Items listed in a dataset
================

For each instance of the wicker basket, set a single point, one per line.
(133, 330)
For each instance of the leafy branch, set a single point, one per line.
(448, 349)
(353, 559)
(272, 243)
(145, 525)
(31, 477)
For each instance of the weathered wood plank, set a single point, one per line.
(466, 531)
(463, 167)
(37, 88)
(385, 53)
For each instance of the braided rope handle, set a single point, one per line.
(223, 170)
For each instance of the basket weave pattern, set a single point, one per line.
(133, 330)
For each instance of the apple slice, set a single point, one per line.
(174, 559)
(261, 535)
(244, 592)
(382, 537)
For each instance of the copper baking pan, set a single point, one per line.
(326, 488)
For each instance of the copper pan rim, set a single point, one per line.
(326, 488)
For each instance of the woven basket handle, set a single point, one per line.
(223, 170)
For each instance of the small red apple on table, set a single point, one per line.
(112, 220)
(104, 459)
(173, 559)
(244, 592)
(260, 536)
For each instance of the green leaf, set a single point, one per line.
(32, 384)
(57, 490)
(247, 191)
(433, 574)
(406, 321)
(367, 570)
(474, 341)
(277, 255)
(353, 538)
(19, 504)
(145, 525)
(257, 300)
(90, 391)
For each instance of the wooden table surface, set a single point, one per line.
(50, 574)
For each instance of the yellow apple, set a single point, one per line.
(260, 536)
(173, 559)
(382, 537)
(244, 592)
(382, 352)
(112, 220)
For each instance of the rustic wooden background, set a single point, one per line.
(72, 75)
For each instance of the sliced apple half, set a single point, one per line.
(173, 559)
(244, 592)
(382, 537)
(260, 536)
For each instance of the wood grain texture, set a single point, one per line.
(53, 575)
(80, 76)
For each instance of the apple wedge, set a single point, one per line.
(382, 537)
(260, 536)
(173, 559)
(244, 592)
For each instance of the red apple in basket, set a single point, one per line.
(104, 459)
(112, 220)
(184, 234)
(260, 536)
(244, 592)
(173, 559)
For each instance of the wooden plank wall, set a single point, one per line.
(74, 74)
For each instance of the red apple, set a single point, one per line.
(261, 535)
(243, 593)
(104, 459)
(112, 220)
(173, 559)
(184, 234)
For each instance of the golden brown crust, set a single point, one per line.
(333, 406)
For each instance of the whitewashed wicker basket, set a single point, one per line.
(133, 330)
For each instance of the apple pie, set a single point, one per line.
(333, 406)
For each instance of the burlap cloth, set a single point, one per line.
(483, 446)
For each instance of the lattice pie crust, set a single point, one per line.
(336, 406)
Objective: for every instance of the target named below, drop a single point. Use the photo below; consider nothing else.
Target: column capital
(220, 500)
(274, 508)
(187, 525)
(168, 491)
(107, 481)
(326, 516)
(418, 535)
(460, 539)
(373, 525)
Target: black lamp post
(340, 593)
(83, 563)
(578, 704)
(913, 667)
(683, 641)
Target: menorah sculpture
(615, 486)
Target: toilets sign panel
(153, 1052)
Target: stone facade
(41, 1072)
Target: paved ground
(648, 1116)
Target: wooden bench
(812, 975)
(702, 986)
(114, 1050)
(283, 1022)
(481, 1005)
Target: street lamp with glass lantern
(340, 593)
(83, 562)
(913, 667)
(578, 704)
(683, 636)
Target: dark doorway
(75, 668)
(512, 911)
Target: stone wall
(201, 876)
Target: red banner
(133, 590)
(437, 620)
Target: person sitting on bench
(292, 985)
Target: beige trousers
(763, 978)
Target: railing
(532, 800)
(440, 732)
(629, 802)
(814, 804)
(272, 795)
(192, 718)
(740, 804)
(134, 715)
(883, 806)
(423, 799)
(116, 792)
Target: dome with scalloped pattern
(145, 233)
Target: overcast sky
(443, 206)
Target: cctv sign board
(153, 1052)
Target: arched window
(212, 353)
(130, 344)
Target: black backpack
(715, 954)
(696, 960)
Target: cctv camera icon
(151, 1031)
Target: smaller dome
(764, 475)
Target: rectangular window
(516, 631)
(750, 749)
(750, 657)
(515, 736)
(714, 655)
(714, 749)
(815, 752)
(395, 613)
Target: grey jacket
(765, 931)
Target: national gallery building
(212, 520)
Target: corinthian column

================

### [THE PROBLEM]
Could you reproduce, exactly as written, the lines running from the one with "Target: person sitting on bench" to the end of the entries above?

### [RESPONSE TO THIS EXERCISE]
Target: person sitting on bench
(292, 985)
Target: beige trousers
(763, 978)
Target: railing
(532, 800)
(440, 732)
(629, 802)
(814, 804)
(272, 795)
(192, 718)
(740, 804)
(134, 715)
(883, 806)
(423, 799)
(116, 792)
Target: dome with scalloped pattern
(145, 233)
Target: overcast sky
(443, 206)
Target: cctv sign board
(153, 1052)
Target: arched window
(212, 353)
(130, 344)
Target: black backpack
(715, 954)
(696, 960)
Target: cctv camera icon
(151, 1031)
Target: smaller dome
(764, 475)
Target: rectangular window
(516, 631)
(750, 749)
(750, 657)
(515, 736)
(714, 655)
(714, 749)
(815, 752)
(395, 613)
Target: grey jacket
(765, 931)
Target: national gallery building
(212, 520)
Target: corinthian column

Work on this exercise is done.